§ SELECTED EXTRACT:
So \(X^\top X\) is a tool for understanding inner product stuff in \(\textrm{Im(X)}\) by representing it as inner product stuff happening in the domain.
Let’s make that concrete with an example.
Let’s choose our old friend
\[X = \begin{bmatrix} 1 & 1 \\ 1& 3 \\ 1 & -1\end{bmatrix}\]This is transforming \(\mathbb{R}^2\) into a plane in \(\mathbb{R}^3\). It does so in a way which distorts both angles and distances. The angle and distance between two vectors before the transformation will not be the same as their angle and distance after. \(X^\top X\) is a tool which helps us understand how these angles and distances are distorted! We are thinking of \(X^\top X\) as a bilinear form \(\mathbb{R}^p \times \mathbb{R}^p \to \mathbb{R}\) mapping \((\vec{\beta}_1, \vec{\beta}_2) \mapsto \vec{\beta}_2^\top X^\top X \vec{\beta}_1 = \langle X \vec{\beta}_1, X \vec{\beta}_2\rangle\).
Please play with this geogebra app:
Here we can see two vectors \(\vec{\beta}_1\) and \(\vec{\beta}_2\) in the domain. I am looking at their image in the codomain (which is 3 dimensional), but looking “straight down” in the direction of \(\vec{u}_3\). Essentially I just picked up \(\textrm{Im(X)}\) and plopped it down flat on the page so that \(\vec{u}_1\) was in the positive \(x\) direction, and \(\vec{u}_2\) was in the positive \(y\) direction.
We can see the both the angle between the inputs and the length of the inputs have changed.
Thinking of \(X^\top X \vec{\beta}_1\) as living in the same space as \(\vec{\beta}_1\) leads to some confusion. Even though these have the same dimensions, it might really be better to think of \(X^\top X \vec{\beta}_1\) as covector than as a vector. It is a partially applied version of the bilinear form we discussed above. In other words, you should be thinking of \(X^\top X \vec{\beta}_1\) as a map \(\mathbb{R}^p \to \mathbb{R}\) defined by \(\vec{\beta}_2 \mapsto \vec{\beta}_2^\top X^\top X \vec{\beta}_1 = \langle X \vec{\beta}_1, X \vec{\beta}_2\rangle\). You might recognize that from this perspective, \(X^\top X \vec{\beta}_1\) is a curried form of \(X^\top X\) viewed a bilinear form.

§ GOAL OF THE EXERCISE: Reproduce the part of the passage on the Gram matrix as a bilinear form above that runs between "Please play with" and "positive \(y\) direction.", inclusive.

§ RECORDS:

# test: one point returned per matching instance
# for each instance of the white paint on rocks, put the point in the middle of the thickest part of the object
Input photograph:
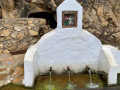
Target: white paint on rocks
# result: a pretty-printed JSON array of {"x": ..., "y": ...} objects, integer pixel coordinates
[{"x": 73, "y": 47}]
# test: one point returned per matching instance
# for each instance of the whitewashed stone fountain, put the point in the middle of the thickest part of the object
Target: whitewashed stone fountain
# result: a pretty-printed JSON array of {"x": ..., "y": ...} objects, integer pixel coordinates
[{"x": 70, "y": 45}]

...

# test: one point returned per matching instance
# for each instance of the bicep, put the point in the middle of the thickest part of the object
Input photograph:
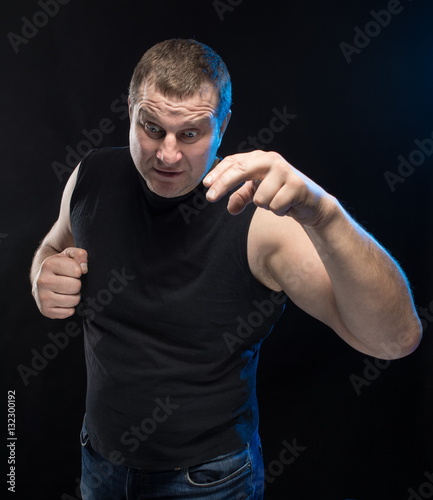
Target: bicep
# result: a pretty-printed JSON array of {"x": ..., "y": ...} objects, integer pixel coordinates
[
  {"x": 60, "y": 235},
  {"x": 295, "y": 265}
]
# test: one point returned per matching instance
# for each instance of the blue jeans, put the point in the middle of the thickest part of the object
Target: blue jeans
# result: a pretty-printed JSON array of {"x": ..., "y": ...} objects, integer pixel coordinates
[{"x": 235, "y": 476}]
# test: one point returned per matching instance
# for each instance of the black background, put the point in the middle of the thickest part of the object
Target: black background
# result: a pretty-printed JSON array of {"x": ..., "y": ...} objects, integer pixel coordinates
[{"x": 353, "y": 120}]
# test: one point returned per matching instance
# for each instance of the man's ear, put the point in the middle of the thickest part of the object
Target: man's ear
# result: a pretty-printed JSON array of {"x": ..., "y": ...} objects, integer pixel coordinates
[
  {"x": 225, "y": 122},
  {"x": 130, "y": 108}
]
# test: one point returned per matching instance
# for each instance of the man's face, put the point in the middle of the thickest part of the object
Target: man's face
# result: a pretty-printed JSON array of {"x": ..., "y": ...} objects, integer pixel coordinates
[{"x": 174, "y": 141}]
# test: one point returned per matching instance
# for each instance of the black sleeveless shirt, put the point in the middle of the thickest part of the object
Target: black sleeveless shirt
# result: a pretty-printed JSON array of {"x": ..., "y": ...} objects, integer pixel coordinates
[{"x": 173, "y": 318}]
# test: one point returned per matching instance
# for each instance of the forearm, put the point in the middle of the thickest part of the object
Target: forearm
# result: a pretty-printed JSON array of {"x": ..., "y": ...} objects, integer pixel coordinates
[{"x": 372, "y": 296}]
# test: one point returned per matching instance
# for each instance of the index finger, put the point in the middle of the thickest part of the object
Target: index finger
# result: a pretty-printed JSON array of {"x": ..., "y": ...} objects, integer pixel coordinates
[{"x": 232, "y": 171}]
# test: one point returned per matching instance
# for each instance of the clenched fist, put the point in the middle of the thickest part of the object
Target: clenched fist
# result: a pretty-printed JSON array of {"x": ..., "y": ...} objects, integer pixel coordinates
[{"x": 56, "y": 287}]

---

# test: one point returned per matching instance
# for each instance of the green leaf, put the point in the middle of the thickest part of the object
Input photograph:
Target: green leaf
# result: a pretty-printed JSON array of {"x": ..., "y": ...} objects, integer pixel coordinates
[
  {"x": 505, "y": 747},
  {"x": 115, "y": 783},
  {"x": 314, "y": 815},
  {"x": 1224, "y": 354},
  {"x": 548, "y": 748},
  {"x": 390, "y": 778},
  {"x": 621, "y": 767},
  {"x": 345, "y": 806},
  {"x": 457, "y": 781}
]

§ TASK RESPONSE:
Please play with this geogebra app:
Here we can see two vectors \(\vec{\beta}_1\) and \(\vec{\beta}_2\) in the domain. I am looking at their image in the codomain (which is 3 dimensional), but looking “straight down” in the direction of \(\vec{u}_3\). Essentially I just picked up \(\textrm{Im(X)}\) and plopped it down flat on the page so that \(\vec{u}_1\) was in the positive \(x\) direction, and \(\vec{u}_2\) was in the positive \(y\) direction.